Directive a:
Please render the raw records from the line with "Reviewer note: every instance of the dirt-colored" to the line with "column 449, row 449", both included, as a Markdown table with the columns No. and Entry, numbering each row and skipping blank lines.
[Start Supplied passage]
If for some reason that fails, hold the left mouse button down and slide across the address to highlight it, then right click in the address bar to pull the menu up and copy.

If you get to feelin real froggy and want to go all out, and select a specific post in a thread to link, for instance your post above. Simply go over to the little #18 bottom right corner of your post and click on it. That will typically move that post to the top of the page, and change the address in the address bar to provide you a link directly to that post.


----------



## Horatio (Apr 12, 2016)

David Hill said:


> I ain't skeert.
> I see stuff like that a lot--don't like throwing it away.
> You can epoxy with or without inlay the crack/void now, let it cure then turn it, and leave the hole as is--would make a neat _avant garde _yarn bowl & likely would sell quickly.



Because mesquite is wont to do that sort of thing.

I'm generally too chicken to try any exotic fixes to these issues or lacking in the appropriate materials to pull it off so when I run across similar issues I try to get by with leaving a "feature" or make it a different shape when I started.

And yeah, I like the yarn bowl idea. My wife sent me a picture of one yesterday, reminding me I was going to try and make some.


----------



## GeorgeS (Apr 26, 2016)
[End Supplied passage]
Directive b:
Write the next part of the forum thread on turning cracked mesquite, picking up after its last line.
[Start Dataset extract]
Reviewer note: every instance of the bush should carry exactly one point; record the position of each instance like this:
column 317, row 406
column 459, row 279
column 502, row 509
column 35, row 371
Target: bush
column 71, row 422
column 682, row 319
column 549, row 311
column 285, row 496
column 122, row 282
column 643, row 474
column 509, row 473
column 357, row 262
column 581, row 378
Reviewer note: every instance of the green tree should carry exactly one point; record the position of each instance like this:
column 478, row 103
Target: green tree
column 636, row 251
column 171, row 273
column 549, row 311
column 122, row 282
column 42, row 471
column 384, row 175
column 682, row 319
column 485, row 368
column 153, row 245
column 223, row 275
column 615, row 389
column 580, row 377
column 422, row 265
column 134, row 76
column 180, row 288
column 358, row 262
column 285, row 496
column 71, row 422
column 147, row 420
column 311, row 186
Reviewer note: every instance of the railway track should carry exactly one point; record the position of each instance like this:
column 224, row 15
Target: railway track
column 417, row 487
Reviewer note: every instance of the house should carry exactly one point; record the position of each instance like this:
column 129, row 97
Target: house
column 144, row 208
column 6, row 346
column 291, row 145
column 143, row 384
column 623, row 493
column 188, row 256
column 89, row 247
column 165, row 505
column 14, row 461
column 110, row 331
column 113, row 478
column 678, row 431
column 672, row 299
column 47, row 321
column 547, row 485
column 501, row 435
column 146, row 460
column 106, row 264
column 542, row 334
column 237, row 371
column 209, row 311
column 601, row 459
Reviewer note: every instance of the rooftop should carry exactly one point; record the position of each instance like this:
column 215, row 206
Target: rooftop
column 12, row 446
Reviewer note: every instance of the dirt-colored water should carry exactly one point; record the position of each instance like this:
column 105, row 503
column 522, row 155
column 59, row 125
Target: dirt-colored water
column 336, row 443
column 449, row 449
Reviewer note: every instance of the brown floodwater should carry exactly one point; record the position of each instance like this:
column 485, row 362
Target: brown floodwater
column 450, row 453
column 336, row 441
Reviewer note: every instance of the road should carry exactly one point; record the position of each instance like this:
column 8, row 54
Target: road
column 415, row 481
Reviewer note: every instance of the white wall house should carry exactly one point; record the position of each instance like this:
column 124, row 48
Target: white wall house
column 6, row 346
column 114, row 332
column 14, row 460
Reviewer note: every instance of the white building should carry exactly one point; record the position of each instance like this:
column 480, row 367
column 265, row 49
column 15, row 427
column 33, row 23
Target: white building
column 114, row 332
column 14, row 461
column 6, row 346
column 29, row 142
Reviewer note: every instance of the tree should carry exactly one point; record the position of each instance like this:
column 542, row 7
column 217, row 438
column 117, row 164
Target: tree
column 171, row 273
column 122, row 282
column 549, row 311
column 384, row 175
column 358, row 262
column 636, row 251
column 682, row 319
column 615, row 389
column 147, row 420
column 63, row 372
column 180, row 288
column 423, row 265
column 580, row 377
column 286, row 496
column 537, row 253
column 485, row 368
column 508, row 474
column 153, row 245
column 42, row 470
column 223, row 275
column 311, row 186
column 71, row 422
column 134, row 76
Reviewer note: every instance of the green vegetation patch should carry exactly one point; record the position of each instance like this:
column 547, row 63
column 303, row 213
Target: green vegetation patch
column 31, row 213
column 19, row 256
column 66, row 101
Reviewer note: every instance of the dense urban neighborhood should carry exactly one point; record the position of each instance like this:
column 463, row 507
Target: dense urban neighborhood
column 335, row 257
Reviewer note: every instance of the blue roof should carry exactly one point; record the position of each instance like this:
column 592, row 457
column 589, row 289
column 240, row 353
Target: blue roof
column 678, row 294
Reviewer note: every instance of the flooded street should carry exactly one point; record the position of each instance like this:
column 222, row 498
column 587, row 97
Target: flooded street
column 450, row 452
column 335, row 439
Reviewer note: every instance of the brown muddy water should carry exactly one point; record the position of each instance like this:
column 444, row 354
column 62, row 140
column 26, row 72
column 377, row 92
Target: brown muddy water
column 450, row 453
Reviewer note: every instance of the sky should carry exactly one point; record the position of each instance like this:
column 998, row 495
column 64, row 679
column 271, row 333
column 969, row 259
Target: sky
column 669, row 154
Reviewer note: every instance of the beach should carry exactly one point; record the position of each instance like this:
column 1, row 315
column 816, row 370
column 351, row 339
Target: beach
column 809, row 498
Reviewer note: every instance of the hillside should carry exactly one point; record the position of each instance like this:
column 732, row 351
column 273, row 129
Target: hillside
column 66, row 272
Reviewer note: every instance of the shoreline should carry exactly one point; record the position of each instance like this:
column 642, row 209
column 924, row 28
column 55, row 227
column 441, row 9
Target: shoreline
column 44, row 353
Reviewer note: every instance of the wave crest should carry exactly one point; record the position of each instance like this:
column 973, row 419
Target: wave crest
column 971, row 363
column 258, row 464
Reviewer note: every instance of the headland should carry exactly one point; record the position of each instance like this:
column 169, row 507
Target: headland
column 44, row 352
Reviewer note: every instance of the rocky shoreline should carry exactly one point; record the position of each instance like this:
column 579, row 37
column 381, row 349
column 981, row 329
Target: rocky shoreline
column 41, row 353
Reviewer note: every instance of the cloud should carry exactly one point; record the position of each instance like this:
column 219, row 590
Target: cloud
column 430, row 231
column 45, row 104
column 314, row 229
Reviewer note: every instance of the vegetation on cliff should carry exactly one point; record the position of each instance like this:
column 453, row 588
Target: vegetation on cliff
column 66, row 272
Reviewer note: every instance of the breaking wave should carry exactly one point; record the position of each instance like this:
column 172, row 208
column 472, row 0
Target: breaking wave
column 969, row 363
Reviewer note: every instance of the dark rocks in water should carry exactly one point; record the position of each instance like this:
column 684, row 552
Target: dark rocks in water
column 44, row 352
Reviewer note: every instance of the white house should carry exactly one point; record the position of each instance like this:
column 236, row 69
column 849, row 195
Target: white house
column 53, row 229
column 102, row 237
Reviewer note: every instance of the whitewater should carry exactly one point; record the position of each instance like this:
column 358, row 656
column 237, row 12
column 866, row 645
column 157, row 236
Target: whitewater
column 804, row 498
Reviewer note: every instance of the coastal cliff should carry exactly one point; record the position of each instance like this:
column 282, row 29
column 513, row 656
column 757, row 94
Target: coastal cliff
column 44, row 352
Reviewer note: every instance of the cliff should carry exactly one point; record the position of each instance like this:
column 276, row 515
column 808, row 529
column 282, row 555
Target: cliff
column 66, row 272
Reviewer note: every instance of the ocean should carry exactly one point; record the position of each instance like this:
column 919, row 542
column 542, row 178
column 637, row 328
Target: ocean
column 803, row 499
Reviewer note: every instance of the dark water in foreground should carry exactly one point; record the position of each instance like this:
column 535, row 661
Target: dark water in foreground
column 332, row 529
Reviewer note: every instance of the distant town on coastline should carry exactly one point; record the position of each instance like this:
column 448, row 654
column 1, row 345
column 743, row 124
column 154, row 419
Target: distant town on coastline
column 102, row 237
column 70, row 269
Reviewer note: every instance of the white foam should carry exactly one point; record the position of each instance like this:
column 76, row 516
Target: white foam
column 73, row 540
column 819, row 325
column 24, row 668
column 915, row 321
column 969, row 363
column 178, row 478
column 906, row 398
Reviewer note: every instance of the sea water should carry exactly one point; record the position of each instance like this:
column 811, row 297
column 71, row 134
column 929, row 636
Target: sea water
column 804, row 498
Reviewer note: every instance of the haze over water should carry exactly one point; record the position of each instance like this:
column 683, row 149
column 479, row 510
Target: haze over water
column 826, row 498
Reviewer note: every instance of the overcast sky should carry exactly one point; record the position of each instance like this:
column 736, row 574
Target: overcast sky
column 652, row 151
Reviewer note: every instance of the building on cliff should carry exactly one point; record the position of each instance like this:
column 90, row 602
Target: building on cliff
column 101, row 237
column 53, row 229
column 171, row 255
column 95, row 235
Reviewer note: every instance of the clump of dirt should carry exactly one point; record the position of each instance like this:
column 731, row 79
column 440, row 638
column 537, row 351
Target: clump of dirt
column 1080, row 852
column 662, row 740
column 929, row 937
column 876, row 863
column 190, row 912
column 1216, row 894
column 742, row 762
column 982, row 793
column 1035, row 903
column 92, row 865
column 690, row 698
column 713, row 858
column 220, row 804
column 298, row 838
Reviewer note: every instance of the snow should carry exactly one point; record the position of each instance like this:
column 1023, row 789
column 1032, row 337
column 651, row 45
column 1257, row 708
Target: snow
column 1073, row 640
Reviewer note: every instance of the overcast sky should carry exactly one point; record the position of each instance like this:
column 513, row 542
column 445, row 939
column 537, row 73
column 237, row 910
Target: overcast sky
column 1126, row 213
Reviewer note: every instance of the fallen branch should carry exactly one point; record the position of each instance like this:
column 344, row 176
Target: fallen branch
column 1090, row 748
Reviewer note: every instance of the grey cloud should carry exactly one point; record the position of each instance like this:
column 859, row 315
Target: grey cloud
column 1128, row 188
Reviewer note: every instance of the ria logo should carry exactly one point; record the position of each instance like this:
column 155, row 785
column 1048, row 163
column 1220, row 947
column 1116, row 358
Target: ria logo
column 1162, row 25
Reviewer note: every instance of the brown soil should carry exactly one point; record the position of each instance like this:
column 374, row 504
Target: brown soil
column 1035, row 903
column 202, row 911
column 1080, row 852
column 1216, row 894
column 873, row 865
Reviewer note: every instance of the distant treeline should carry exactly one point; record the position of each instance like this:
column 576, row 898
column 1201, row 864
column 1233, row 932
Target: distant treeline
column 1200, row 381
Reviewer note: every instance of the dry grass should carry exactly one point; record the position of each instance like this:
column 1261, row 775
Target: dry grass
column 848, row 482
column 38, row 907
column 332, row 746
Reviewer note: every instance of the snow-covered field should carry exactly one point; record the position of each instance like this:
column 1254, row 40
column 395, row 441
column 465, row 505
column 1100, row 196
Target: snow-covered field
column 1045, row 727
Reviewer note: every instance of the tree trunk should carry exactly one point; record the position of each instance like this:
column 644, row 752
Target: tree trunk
[End Dataset extract]
Output a:
| No. | Entry |
|---|---|
| 1 | Reviewer note: every instance of the dirt-colored water should carry exactly one point; record the position of each instance like this: |
| 2 | column 105, row 503 |
| 3 | column 522, row 155 |
| 4 | column 59, row 125 |
| 5 | Target: dirt-colored water |
| 6 | column 336, row 443 |
| 7 | column 449, row 449 |

Output b:
Ok so I'm back on this after a brief break. I can tell you if I don't destroy this bowl while turning it I am going to be tickled to death with myself! This bowl has been a challenge for my limited turning skills. I got the stitches in thank you @DKMD for the tip on the biscuit jointer! Worked like a charm!! The inside of this has been really tricky for me with this big ole void. It's off balance as well for sure so I can't get a whole lot of speed and it's slow going for sure.

Reactions: EyeCandy! 1 | Way Cool 2


----------



## Wilson's Woodworking (Apr 27, 2016)

I think I would still put some wide painters tape around the edge of that bowl just to help hold it together. If you put inch and a half painters tape around the outside edge of the rim at least if something did come loose it might not fly across the room like a missile. Looking great so far! 
Man you have to have a set of brass balls to run something like that.

Reactions: Agree 1


----------



## GeorgeS (Apr 27, 2016)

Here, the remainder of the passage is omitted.